_Records excerpted from a collection_
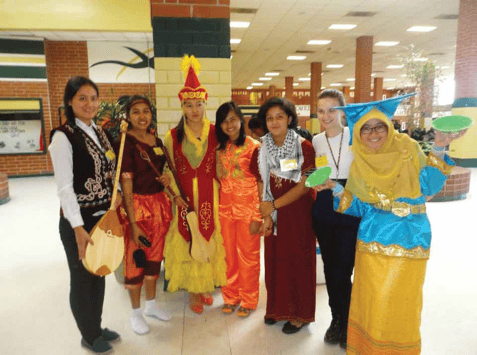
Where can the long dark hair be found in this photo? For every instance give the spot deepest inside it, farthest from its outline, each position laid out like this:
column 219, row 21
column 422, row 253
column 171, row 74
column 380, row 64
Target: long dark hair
column 220, row 116
column 284, row 104
column 72, row 87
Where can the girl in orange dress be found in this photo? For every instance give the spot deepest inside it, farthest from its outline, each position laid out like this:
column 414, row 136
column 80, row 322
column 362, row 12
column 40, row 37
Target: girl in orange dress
column 240, row 218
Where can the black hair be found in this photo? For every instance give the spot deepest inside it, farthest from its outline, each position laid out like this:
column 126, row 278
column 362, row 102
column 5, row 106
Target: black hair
column 333, row 94
column 220, row 116
column 72, row 87
column 284, row 104
column 134, row 99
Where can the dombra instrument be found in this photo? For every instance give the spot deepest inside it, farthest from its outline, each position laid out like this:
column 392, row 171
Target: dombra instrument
column 200, row 250
column 452, row 124
column 107, row 253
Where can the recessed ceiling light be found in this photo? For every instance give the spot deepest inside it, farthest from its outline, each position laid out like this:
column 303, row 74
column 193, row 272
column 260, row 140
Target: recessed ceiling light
column 296, row 57
column 395, row 66
column 341, row 27
column 318, row 42
column 421, row 28
column 239, row 24
column 386, row 43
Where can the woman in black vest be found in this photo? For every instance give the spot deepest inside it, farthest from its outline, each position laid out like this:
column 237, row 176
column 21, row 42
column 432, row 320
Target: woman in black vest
column 84, row 163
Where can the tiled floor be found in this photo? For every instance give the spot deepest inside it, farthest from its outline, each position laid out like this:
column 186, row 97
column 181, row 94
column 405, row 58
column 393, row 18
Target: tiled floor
column 35, row 317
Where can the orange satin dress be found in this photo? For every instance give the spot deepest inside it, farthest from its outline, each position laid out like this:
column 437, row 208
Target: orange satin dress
column 237, row 208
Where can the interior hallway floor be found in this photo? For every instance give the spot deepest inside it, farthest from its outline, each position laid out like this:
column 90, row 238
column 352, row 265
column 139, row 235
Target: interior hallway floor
column 35, row 317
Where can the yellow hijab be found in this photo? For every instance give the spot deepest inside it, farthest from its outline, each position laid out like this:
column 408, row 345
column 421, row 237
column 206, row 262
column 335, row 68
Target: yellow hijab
column 391, row 172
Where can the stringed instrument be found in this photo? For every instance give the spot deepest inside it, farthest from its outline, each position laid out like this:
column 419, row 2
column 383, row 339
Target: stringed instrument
column 107, row 253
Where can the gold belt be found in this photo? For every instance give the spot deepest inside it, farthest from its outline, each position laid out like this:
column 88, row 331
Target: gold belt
column 402, row 209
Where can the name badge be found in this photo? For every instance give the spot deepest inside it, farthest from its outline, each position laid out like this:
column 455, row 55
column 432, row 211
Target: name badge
column 110, row 155
column 288, row 164
column 321, row 161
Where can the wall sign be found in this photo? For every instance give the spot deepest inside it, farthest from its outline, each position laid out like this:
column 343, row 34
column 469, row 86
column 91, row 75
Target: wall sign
column 21, row 126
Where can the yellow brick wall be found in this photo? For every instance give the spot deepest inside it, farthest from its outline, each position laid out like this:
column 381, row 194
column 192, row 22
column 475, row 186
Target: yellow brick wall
column 215, row 75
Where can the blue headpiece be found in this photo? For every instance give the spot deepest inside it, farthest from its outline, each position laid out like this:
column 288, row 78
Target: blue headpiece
column 355, row 111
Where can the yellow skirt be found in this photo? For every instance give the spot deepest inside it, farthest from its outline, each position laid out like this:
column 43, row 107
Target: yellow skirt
column 386, row 305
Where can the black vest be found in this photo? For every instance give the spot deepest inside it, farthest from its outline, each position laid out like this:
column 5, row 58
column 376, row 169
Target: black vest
column 92, row 171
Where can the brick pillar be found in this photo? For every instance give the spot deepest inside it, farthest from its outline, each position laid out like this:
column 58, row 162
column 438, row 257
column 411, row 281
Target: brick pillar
column 464, row 150
column 378, row 89
column 63, row 61
column 364, row 65
column 194, row 27
column 315, row 87
column 289, row 87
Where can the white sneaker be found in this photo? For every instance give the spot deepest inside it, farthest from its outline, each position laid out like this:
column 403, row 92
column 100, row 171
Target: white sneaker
column 139, row 325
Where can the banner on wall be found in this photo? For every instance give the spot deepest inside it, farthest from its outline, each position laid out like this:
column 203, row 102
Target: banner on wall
column 121, row 62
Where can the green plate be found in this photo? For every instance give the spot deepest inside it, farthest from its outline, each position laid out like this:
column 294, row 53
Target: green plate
column 452, row 123
column 318, row 177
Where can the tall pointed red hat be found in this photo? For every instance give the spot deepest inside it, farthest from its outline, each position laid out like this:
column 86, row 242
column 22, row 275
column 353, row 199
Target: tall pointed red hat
column 192, row 88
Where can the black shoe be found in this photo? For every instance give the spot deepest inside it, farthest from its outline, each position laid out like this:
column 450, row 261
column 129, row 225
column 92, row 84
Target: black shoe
column 110, row 335
column 289, row 328
column 344, row 339
column 99, row 346
column 333, row 334
column 270, row 321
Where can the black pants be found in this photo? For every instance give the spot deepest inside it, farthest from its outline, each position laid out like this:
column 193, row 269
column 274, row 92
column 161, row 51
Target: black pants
column 86, row 289
column 336, row 234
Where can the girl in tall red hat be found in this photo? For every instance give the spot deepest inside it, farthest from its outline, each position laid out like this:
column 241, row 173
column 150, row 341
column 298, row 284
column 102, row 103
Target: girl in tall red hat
column 192, row 146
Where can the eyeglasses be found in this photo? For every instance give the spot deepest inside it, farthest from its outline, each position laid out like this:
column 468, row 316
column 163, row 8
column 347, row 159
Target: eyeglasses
column 380, row 128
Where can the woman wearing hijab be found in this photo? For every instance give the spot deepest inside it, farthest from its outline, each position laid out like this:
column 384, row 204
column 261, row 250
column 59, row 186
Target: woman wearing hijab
column 389, row 180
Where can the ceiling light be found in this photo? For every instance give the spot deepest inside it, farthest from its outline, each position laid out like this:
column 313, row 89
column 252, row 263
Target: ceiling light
column 341, row 27
column 395, row 66
column 296, row 57
column 386, row 43
column 421, row 28
column 319, row 42
column 239, row 24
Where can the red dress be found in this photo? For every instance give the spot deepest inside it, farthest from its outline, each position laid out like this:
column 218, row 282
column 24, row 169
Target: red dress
column 290, row 256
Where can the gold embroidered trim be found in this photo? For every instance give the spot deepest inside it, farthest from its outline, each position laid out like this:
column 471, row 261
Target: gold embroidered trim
column 393, row 250
column 345, row 202
column 440, row 164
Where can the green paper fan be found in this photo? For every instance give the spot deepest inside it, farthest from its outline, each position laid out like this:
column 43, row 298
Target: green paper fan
column 452, row 123
column 318, row 177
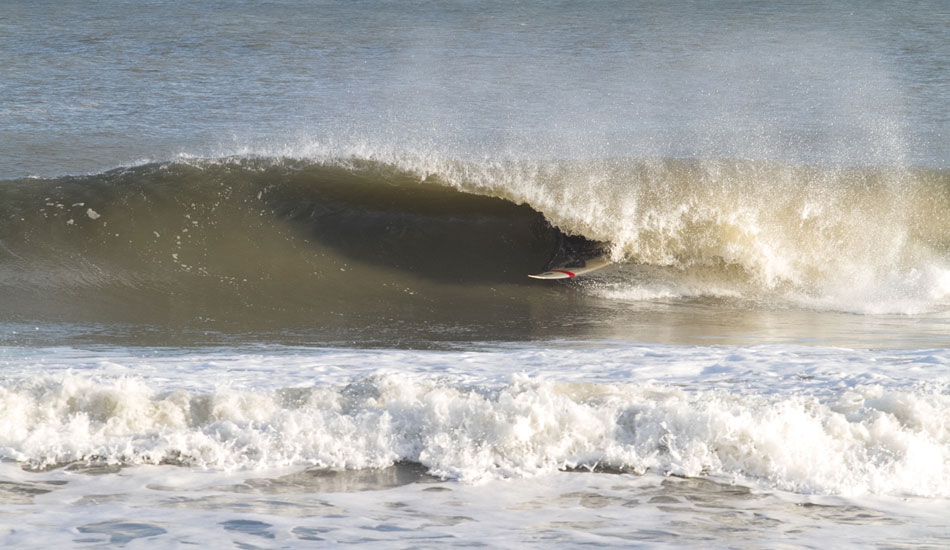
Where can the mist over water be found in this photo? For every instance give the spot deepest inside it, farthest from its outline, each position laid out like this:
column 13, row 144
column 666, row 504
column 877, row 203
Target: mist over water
column 263, row 274
column 842, row 84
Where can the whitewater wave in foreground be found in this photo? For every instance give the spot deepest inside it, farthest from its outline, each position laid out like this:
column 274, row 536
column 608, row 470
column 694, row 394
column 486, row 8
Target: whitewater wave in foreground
column 796, row 419
column 282, row 238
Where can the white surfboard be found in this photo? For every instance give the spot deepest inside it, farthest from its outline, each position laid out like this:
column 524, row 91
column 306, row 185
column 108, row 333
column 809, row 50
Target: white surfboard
column 572, row 271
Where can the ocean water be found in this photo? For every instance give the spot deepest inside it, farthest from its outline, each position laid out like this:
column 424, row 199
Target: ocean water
column 263, row 274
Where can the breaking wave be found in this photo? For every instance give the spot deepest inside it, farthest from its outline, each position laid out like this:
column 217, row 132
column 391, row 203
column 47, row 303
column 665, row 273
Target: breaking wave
column 306, row 240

_Problem description_
Reproduce only the lines above, starting at the line with "Target: tall pointed red hat" and ending at the line with "column 92, row 84", exactly as written.

_Written answer_
Target: tall pointed red hat
column 192, row 88
Where can the black shoe be found in this photo? For every instance give the spot deepest inside it, farthest from its outline, each position laid out like this:
column 450, row 261
column 129, row 225
column 92, row 84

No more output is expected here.